BEGIN PROVIDED PASSAGE
Is it any wonder that a poem, based upon such an explanation, should be a perfect bundle of nonsense? But we know from experience that Lewis Carroll’s nonsense was not stupidity, and that not one verse in all that delightful bundle missed its own special meaning and purpose.

We do not propose to find the key to this remarkable work—for two reasons: first, because there are different keys for different minds; and second, because the unexplainable things in many cases come nearer the “mind’s eye,” as Shakespeare calls it, without words. We cannot tell why we understand such and such a thing, but we do understand it, and that is enough—quite according to Lewis Carroll’s ideas, for he always appeals to our imagination and that is never guided by rules. The higher it soars, the more fantastic the region over which it hovers, the nearer it gets to the land of “make believe,” “let’s pretend” and “supposing,” the better pleased is Lewis Carroll. In a delightful letter to some American children, published in The Critic shortly after his death, he gives his own ideas as to the meaning of the Snark.
END PROVIDED PASSAGE
SHORT EXERCISE: Write out again the part of the passage above on Lewis Carroll's nonsense that begins at "Is it any wonder" and ends after "meaning and purpose.", substituting "heap" for every "bundle".
BEGIN DATA SECTION
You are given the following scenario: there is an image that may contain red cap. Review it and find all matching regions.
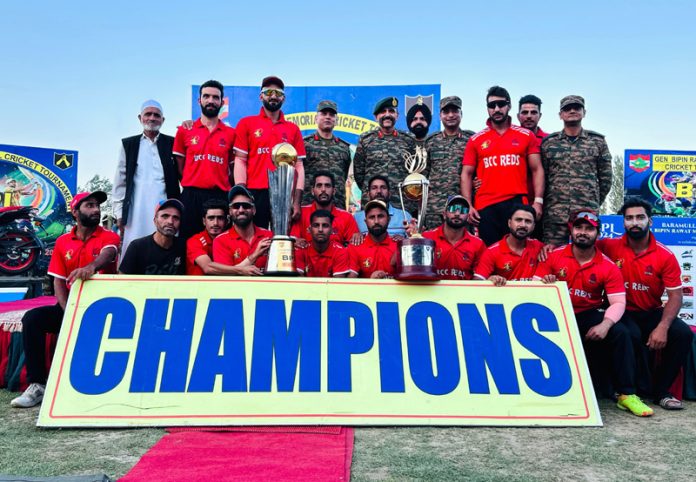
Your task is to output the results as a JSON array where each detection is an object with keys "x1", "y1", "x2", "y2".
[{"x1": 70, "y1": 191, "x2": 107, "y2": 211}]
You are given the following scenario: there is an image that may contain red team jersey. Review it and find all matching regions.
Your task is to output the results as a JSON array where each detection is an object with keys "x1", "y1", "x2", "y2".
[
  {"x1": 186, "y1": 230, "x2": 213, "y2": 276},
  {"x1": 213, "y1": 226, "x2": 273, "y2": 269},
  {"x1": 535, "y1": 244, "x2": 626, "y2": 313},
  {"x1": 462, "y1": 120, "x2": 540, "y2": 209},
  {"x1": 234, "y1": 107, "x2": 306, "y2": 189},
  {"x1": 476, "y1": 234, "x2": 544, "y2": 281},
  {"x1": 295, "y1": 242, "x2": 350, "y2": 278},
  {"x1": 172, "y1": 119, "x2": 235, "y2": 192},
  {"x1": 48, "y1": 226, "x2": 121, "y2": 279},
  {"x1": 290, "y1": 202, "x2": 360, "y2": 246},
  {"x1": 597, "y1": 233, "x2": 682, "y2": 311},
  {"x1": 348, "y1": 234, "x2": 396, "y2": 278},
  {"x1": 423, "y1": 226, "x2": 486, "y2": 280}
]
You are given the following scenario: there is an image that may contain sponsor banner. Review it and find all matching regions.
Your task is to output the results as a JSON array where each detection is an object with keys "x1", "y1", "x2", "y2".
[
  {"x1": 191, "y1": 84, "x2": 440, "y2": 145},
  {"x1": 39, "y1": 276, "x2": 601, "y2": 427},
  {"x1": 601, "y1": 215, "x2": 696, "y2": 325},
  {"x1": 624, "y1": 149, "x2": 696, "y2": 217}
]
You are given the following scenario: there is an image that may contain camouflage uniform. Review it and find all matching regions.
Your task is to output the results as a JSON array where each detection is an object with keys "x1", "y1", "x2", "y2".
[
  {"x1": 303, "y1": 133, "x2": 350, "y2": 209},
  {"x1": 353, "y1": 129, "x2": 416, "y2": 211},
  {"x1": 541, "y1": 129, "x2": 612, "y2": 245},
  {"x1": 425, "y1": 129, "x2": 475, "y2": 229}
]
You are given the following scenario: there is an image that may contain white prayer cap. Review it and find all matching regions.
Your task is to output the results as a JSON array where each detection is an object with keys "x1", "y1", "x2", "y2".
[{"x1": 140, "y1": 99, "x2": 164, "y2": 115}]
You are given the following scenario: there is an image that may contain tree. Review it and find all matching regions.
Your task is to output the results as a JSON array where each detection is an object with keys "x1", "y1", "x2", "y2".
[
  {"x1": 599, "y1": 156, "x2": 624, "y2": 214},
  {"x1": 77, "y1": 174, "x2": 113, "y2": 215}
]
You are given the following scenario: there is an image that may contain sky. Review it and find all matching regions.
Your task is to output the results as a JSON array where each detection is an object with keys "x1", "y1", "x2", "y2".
END DATA SECTION
EXERCISE ANSWER:
Is it any wonder that a poem, based upon such an explanation, should be a perfect heap of nonsense? But we know from experience that Lewis Carroll’s nonsense was not stupidity, and that not one verse in all that delightful heap missed its own special meaning and purpose.